> **Material for this task**

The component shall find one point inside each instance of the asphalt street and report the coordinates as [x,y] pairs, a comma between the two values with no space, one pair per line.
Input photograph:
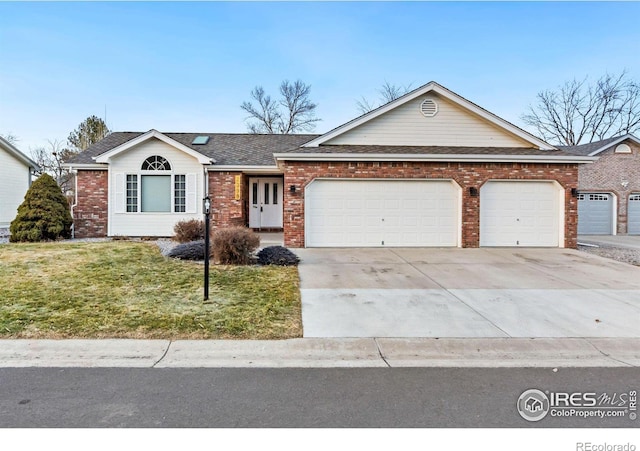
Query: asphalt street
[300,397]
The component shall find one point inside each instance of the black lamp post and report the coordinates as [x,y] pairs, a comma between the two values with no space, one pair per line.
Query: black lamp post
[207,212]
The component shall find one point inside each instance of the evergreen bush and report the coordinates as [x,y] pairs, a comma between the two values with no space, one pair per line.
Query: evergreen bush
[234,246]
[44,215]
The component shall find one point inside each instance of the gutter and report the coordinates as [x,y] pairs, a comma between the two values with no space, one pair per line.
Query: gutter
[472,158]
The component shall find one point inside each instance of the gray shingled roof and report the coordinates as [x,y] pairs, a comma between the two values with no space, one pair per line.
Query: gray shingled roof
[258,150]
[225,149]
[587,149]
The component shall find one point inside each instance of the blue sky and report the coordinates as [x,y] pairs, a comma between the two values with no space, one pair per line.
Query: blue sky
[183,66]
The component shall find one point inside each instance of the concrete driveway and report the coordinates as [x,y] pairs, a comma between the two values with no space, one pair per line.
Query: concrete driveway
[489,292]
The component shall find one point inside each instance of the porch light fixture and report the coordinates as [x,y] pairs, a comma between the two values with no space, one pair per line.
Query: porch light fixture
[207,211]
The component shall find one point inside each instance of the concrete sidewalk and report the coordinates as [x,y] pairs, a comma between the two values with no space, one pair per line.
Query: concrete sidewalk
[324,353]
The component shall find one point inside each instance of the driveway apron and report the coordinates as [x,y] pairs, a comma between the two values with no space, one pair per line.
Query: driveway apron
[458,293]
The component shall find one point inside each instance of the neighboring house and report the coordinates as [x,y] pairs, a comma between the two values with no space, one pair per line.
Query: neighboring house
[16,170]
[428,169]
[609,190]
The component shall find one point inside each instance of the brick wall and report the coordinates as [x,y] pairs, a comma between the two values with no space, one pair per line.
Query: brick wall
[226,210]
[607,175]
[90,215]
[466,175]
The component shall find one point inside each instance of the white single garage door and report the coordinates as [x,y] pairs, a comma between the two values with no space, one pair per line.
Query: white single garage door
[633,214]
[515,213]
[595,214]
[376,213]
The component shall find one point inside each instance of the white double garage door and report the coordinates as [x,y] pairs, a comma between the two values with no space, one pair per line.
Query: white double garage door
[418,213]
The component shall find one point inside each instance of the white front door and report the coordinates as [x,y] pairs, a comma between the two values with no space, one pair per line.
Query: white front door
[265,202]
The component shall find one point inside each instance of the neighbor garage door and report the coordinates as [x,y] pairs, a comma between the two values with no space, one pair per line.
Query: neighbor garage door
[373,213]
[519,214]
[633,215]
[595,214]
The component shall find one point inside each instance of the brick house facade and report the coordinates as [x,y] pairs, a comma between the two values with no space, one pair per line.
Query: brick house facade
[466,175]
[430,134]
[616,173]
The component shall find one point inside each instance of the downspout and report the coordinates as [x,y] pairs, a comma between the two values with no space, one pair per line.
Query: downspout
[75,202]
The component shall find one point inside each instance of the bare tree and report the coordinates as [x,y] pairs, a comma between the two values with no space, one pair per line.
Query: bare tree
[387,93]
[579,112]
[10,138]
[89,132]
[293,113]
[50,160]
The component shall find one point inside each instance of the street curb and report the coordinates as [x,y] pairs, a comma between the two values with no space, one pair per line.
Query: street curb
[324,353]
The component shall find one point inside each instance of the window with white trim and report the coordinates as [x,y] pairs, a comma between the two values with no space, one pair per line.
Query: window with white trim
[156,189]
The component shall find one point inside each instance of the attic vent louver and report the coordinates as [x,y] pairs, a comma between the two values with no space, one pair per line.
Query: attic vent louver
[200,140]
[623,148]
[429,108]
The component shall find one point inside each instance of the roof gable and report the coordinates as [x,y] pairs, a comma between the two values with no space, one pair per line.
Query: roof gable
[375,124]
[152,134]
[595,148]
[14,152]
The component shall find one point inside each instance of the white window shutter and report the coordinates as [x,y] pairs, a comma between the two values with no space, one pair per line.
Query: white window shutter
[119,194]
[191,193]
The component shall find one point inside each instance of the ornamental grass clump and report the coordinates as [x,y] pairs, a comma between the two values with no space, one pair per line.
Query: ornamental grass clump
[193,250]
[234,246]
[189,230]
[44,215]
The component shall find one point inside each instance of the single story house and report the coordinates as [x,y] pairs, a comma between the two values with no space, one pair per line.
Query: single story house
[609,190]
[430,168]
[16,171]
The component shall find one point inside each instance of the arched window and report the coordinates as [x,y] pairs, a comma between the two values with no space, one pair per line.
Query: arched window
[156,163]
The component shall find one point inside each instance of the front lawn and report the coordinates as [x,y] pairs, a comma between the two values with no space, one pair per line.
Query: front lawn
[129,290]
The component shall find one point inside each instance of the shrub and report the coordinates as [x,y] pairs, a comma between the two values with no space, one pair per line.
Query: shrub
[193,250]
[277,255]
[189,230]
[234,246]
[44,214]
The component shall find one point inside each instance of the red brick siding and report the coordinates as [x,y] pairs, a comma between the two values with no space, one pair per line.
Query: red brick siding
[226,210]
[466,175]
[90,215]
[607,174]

==

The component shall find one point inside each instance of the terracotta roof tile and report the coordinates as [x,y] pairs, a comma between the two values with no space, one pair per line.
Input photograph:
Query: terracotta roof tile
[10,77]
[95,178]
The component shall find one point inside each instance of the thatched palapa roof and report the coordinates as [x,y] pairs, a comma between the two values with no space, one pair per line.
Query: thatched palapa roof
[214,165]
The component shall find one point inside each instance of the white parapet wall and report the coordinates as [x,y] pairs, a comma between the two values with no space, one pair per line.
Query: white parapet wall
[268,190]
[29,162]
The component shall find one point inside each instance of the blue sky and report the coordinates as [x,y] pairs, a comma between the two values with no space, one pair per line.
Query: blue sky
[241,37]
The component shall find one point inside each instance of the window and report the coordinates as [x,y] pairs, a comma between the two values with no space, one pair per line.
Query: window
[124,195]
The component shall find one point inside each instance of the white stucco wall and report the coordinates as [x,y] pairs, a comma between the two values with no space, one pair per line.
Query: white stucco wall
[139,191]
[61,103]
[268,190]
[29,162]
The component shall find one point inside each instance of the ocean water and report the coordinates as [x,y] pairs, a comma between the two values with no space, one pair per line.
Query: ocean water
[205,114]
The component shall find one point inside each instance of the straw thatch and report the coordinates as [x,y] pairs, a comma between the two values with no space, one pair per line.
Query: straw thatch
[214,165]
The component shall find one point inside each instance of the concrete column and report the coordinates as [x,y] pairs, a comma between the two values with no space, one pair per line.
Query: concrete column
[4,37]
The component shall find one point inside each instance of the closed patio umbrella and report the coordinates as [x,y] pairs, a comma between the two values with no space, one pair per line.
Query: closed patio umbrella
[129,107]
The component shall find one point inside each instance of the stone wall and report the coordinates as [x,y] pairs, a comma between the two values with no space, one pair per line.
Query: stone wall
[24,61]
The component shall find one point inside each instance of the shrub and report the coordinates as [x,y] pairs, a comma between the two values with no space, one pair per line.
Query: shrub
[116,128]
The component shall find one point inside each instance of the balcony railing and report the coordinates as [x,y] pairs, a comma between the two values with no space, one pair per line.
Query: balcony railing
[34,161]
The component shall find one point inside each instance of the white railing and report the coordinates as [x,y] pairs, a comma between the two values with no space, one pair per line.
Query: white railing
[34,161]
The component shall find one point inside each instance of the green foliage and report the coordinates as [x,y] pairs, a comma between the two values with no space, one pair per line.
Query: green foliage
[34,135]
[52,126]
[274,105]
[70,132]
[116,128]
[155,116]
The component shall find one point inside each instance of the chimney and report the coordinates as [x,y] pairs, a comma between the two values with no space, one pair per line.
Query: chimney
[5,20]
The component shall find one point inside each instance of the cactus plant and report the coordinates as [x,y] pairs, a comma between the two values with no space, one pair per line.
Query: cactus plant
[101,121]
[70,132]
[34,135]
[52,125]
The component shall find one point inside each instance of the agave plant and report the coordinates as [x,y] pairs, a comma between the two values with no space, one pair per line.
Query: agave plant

> **Written instruction**
Rewrite the part of the material that begins at the line containing "of the stone" and ends after the line containing "Query: agave plant", changing every "component" to "module" and leaving all else as it is. Return only those lines.

> **The output**
The module shall find one point inside each instance of the stone wall and report the coordinates as [x,y] pairs, a comma between the two values with no space, one pair per line.
Query: stone wall
[24,61]
The module shall find one point inside each instance of the shrub and report the coordinates as [x,y] pairs, a comma between the two values with no space, one pair per line.
Query: shrub
[116,128]
The module shall find one point inside each instance of the balcony railing and report the coordinates as [x,y] pairs, a comma between the two values with no space, one pair per line.
Query: balcony railing
[34,161]
The module shall find one point inside each instance of the white railing and report the coordinates as [x,y] pairs, a comma between the two values with no space, one pair per line.
Query: white railing
[34,161]
The module shall find one point inside each instance of the green foliage and report the coordinates as [x,y] pairs, a comma between the two values with no space, one pair per line.
Query: green foliage
[34,135]
[52,126]
[274,105]
[70,132]
[116,128]
[155,116]
The module shall find one point inside each instance of the chimney and report the coordinates as [x,y] pairs, a comma between the two values with no space, one pair per line.
Query: chimney
[5,20]
The module shall find one point inside each instance of the cactus plant and report the coordinates as [x,y] pairs, a comma between the two values with no space, one pair per line.
Query: cactus plant
[101,121]
[70,132]
[34,135]
[52,125]
The module shall find one point inside each instance of the agave plant and report the coordinates as [x,y] pairs, a comma between the two values with no space, one pair per line.
Query: agave plant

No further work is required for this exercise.